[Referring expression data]
..............................

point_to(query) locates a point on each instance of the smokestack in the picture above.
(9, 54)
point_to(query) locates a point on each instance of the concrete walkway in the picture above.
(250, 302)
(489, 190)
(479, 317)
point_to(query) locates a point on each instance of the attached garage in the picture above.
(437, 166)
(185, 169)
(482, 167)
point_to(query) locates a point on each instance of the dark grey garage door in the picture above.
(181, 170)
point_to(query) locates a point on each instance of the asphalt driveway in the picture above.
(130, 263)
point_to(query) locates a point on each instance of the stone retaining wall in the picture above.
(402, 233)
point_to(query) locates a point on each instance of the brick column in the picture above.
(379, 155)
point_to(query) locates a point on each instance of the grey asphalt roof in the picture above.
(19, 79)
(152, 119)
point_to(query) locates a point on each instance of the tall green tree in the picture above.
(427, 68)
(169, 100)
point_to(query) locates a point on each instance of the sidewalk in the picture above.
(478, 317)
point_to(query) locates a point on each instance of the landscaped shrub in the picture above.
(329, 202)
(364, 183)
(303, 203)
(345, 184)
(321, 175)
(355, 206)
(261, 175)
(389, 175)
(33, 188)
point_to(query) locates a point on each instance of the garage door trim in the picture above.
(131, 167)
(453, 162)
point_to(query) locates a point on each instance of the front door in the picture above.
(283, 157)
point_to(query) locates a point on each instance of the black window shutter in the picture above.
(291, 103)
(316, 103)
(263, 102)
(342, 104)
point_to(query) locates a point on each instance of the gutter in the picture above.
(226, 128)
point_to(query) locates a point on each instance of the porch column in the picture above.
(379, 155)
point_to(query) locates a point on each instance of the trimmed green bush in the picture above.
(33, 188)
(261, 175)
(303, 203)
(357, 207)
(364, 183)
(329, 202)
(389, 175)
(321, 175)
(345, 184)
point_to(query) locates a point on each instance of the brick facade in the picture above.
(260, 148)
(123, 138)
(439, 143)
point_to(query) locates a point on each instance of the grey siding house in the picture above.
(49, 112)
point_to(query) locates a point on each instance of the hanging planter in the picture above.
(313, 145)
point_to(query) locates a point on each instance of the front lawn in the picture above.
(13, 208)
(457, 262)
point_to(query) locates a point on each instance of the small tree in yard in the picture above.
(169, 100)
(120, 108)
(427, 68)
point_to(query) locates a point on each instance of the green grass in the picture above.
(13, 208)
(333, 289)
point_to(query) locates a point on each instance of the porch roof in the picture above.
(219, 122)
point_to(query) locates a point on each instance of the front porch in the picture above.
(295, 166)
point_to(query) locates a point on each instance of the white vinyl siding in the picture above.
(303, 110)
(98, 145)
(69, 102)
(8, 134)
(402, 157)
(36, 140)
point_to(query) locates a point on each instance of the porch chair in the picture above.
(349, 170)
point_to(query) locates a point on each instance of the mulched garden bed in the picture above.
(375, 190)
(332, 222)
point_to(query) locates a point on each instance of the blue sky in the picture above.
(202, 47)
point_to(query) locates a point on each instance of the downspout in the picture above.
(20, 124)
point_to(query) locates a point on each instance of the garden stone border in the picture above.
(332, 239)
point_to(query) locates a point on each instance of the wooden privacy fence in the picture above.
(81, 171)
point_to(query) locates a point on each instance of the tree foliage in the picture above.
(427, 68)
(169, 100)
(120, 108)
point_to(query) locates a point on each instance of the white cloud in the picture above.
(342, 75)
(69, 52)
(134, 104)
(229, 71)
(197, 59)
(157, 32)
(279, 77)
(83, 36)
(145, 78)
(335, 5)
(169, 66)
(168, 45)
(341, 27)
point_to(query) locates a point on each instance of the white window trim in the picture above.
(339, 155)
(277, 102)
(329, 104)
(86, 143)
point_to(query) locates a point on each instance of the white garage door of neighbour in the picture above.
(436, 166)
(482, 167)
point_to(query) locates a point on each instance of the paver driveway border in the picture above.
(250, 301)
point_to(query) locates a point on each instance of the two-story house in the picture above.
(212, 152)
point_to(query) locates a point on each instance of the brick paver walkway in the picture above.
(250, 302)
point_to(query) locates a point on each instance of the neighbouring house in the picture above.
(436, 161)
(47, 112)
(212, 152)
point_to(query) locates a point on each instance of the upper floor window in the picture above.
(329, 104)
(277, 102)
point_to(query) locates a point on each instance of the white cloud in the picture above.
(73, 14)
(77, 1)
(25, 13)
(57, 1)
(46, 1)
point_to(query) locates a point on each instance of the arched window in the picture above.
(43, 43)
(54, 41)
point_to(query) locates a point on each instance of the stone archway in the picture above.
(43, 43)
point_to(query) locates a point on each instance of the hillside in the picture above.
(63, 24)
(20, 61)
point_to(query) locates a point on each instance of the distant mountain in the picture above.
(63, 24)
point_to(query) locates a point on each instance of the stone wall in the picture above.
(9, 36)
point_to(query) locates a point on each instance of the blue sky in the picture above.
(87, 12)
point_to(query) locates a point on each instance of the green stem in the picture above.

..............................

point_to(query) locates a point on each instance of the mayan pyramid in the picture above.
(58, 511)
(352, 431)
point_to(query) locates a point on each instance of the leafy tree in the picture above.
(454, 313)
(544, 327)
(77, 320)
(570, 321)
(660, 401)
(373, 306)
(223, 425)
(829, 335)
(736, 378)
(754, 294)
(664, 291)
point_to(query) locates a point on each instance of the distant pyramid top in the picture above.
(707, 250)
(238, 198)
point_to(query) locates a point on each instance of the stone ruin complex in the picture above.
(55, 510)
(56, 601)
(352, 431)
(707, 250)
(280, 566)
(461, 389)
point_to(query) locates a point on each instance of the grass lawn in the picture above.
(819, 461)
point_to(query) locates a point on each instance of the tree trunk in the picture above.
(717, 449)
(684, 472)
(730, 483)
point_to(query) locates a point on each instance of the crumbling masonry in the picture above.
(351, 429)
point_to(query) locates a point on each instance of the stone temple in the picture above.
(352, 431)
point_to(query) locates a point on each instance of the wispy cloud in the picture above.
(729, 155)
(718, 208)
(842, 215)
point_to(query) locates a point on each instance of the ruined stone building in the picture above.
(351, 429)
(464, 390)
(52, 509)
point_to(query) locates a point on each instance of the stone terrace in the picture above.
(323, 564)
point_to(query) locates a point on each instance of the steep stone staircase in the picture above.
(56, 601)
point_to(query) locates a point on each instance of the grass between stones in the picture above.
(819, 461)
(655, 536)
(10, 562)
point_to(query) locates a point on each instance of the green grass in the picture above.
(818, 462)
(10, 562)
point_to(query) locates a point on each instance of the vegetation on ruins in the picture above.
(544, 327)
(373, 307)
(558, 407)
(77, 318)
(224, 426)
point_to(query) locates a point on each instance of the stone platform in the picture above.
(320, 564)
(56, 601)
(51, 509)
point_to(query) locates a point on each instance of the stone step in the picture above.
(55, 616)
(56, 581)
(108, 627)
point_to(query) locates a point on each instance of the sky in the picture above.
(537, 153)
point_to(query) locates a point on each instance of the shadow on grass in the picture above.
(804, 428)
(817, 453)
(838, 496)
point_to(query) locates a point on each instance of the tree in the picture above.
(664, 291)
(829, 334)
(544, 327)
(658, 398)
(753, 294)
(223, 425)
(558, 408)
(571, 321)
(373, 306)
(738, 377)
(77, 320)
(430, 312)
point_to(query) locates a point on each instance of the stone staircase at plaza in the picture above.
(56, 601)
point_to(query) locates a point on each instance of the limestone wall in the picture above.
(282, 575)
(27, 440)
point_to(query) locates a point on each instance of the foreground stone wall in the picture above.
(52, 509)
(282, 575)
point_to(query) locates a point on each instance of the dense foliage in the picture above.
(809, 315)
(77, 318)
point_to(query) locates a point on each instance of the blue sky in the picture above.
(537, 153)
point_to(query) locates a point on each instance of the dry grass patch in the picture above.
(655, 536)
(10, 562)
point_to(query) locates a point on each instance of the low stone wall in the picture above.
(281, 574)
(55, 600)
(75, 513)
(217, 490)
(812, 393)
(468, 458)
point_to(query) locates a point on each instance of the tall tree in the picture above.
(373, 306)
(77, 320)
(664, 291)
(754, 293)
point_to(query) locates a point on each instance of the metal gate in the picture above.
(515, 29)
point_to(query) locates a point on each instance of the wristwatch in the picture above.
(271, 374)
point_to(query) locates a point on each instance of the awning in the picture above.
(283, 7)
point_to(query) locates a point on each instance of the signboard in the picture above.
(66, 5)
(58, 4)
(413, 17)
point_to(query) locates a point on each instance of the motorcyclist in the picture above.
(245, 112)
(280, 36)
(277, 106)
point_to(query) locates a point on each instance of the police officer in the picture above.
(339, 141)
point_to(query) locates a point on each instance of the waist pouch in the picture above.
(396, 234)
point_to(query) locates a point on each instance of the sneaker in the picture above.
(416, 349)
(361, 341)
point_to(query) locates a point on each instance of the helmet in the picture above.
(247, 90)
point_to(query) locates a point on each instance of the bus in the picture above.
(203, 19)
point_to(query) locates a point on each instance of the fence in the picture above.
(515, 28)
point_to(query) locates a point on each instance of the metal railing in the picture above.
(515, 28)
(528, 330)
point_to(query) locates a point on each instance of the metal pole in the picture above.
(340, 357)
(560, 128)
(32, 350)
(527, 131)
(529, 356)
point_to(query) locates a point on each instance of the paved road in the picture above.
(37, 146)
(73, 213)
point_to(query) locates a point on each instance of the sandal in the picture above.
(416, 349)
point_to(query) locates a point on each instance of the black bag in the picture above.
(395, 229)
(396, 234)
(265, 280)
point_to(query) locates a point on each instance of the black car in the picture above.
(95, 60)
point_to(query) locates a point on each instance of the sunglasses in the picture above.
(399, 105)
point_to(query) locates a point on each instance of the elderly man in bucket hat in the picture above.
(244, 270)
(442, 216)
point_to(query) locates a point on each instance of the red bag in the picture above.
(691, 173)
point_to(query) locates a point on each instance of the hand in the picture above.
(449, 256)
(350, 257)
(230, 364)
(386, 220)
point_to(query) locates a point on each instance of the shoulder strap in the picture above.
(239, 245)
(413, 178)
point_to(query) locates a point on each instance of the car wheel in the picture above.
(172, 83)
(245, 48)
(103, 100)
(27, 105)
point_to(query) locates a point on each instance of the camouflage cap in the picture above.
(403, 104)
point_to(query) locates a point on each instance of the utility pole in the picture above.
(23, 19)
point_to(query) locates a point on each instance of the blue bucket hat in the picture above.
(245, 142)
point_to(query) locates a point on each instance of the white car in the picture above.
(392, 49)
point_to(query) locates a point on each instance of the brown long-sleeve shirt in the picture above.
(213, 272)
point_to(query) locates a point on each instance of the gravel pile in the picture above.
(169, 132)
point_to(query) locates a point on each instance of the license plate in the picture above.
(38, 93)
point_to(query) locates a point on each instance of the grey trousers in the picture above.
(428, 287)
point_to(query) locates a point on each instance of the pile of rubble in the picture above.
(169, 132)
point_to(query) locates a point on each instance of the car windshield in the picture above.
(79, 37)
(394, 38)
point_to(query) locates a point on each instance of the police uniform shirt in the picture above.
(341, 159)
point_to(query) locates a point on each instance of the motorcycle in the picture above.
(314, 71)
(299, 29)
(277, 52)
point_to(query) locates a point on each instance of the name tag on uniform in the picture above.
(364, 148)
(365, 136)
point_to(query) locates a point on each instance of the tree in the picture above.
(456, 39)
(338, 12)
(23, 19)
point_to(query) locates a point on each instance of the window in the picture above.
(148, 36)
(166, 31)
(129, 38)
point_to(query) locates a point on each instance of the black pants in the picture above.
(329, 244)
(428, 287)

..............................

Repeat word for word the lines above that run from the line containing "archway in the picture above." through the line containing "stem in the picture above.", both ends included, and nothing else.

*TASK RESPONSE*
point_to(query) locates a point on each instance of the stone archway in the picture above.
(43, 43)
point_to(query) locates a point on each instance of the hillside in the picture above.
(63, 24)
(20, 61)
point_to(query) locates a point on each instance of the distant mountain in the picture above.
(63, 24)
point_to(query) locates a point on each instance of the stone wall in the picture above.
(9, 36)
point_to(query) locates a point on each instance of the blue sky in the picture above.
(87, 12)
point_to(query) locates a point on each instance of the green stem in the picture above.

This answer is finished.